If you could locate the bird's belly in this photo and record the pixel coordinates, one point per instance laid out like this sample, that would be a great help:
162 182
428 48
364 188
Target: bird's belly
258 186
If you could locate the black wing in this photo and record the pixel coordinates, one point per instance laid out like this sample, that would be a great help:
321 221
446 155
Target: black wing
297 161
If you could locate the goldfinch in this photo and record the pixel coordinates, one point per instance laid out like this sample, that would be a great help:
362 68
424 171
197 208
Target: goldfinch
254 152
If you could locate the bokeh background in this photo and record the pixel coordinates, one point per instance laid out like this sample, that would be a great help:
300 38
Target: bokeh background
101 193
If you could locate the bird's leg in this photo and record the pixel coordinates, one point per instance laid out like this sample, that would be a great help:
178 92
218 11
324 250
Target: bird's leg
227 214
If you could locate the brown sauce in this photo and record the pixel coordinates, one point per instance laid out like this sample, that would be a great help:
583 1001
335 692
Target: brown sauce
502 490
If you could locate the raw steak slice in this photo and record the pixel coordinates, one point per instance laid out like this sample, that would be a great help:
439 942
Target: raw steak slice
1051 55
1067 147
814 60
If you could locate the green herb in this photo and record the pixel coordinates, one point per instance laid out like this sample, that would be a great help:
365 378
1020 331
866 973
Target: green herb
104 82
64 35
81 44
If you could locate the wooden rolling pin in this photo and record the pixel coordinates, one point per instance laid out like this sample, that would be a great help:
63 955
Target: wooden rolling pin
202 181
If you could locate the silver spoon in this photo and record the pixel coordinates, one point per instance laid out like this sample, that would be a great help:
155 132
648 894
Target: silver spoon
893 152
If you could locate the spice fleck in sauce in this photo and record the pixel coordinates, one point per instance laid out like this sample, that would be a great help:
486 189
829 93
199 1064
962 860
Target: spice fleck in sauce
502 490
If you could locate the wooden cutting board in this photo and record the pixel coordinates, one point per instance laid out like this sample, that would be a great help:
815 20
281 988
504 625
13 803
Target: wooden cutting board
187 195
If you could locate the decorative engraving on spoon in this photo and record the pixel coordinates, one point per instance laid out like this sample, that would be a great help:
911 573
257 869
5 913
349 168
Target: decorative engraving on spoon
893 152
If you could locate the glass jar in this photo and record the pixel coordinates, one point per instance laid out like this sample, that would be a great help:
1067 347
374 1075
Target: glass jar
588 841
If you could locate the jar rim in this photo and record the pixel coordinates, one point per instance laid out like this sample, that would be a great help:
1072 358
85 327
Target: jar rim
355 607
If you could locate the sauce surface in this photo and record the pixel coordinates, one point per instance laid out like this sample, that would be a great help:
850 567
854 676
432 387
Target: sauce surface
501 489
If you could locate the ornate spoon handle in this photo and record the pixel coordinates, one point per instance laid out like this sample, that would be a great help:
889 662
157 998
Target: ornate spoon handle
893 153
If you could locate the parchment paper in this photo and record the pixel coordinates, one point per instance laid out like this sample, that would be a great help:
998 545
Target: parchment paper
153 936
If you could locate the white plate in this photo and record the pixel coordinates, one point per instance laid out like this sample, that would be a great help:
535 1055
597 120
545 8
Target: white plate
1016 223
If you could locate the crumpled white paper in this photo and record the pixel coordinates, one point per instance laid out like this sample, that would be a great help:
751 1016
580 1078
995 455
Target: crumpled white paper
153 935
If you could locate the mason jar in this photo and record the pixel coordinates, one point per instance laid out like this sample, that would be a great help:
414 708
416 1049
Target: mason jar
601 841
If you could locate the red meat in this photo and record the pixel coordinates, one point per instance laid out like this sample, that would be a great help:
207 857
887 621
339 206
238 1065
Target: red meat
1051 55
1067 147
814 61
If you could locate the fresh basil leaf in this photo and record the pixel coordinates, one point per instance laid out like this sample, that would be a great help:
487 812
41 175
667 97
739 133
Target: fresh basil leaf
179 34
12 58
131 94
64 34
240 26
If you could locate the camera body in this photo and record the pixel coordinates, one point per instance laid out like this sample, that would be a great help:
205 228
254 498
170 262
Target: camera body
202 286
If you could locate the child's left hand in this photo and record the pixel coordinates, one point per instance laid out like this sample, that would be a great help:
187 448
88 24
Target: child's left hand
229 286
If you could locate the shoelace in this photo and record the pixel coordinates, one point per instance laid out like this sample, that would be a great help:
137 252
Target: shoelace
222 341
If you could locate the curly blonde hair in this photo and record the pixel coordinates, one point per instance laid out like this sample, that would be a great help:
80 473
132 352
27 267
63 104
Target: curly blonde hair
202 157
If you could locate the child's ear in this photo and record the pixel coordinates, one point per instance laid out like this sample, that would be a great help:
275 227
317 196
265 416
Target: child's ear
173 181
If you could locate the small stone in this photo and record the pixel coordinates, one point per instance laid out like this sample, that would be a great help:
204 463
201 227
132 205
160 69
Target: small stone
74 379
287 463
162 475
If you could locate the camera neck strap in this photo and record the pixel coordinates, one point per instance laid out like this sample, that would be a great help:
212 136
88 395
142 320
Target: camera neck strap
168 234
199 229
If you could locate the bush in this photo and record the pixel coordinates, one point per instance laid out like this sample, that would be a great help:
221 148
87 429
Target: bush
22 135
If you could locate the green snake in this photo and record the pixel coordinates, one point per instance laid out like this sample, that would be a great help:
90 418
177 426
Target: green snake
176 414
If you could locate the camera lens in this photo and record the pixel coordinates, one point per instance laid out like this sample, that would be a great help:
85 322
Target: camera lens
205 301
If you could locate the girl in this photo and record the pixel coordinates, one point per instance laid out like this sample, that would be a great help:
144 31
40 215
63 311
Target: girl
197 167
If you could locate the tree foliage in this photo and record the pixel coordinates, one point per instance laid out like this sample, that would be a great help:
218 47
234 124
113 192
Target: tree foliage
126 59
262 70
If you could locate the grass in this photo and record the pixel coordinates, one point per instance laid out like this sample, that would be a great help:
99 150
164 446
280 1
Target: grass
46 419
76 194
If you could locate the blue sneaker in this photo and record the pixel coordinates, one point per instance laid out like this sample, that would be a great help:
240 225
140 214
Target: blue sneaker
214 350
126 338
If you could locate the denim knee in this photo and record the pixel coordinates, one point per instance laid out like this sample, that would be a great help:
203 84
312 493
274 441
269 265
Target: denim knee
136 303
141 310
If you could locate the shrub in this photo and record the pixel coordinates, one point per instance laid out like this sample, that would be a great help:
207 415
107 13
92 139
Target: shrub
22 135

-----

With both ends included, please retype exactly the lines from the line containing "If you could locate the blue" to the final line of the data.

:: In response ::
If you could locate the blue sneaker in this photo and record the pixel coordinates, one point per instance laid out like this sample, that would be a great help:
240 225
140 214
Target: blue sneaker
214 350
126 338
If you could locate the denim knee in this photo and record the pixel coordinates, one point per instance laid out like this sample, that would be a great help:
203 84
312 493
274 441
269 265
Target: denim knee
136 303
141 310
If you could locate the shrub in this photo and record the pixel coordinates, one point per instance laid out like this sample, that would be a great help:
207 415
107 13
92 139
Target: shrub
22 135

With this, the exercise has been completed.